*GIVEN EXERCISE*.
Gather every line of the records below that contains the string "bangs", and copy each such line in full.

*Labeled-object pointing entries*.
--------------------

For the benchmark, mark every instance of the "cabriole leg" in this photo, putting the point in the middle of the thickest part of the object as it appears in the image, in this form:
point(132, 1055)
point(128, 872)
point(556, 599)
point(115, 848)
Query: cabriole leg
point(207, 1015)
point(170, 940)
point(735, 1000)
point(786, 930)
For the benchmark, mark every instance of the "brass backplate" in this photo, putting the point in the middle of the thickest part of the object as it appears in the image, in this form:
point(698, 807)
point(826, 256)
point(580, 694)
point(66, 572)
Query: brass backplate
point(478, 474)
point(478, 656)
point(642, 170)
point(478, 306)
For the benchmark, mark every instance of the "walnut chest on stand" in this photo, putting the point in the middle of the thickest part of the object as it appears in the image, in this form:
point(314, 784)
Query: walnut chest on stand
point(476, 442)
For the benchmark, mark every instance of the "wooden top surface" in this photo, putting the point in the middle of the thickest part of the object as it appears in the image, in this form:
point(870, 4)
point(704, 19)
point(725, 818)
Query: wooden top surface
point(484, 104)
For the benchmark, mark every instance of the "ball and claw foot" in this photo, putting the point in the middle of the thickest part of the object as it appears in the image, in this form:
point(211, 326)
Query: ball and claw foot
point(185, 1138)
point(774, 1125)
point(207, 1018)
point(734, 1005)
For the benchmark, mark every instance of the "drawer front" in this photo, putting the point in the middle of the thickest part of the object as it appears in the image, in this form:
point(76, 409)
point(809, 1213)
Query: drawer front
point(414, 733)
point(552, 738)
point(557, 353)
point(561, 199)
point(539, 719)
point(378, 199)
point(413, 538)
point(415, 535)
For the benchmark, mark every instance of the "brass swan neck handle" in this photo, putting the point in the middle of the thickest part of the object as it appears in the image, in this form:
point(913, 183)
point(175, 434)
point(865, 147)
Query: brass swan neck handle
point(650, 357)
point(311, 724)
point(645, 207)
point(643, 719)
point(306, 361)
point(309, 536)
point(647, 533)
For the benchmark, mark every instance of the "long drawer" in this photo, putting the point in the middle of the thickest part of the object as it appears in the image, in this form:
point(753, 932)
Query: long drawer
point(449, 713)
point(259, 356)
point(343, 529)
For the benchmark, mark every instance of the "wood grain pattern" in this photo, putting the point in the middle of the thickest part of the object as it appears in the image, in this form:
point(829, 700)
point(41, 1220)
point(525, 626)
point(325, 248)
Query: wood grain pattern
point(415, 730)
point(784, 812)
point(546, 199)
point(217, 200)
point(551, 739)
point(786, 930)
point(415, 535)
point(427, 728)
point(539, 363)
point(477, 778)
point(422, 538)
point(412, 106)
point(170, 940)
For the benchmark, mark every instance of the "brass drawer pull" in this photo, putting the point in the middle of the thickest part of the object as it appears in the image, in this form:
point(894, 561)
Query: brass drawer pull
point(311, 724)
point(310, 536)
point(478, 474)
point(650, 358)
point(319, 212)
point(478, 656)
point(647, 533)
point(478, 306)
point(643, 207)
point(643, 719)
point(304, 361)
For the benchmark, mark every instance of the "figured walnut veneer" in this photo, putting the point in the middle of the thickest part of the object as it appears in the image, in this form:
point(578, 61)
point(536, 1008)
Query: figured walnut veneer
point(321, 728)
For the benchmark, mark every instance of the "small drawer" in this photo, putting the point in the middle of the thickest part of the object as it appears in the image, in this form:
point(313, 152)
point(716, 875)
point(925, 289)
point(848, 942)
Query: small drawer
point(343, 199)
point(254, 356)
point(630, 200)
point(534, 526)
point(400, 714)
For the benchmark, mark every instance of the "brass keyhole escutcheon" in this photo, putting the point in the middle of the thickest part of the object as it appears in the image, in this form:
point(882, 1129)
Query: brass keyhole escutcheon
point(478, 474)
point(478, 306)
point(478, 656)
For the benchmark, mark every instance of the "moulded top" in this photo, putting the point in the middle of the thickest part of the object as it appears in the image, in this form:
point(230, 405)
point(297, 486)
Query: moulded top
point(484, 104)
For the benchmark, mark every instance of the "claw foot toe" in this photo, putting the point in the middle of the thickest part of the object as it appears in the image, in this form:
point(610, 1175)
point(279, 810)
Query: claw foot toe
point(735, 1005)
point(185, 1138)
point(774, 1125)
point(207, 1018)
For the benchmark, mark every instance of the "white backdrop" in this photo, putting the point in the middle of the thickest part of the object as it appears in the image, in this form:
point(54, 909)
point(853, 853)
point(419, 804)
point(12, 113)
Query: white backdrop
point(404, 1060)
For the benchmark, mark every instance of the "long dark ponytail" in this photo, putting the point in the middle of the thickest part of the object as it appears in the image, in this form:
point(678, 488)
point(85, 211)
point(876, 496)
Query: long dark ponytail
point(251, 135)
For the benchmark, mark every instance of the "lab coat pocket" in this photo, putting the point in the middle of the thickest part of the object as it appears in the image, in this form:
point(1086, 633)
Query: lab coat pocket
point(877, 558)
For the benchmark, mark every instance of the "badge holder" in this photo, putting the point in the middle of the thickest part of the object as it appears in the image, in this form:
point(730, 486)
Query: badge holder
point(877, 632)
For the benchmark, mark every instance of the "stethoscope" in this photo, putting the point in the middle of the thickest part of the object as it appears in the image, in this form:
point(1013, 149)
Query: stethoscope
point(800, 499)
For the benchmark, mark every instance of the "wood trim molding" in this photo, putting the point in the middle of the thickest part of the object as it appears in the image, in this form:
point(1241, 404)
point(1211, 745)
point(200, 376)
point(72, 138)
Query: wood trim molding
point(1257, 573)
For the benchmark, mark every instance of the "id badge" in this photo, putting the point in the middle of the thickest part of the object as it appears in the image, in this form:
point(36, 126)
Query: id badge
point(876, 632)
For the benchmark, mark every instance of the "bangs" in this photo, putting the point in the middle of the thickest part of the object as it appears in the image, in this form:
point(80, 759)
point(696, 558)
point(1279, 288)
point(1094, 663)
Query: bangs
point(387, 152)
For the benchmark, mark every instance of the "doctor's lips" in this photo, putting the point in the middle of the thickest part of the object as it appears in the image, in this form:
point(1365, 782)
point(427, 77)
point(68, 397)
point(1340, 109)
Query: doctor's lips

--------------------

*EXERCISE OUTPUT*.
For the benchmark, mark every instance of the "bangs" in this photo, putting the point in the middle of the thickest part of the object as it appears in the image, in this form:
Query: bangs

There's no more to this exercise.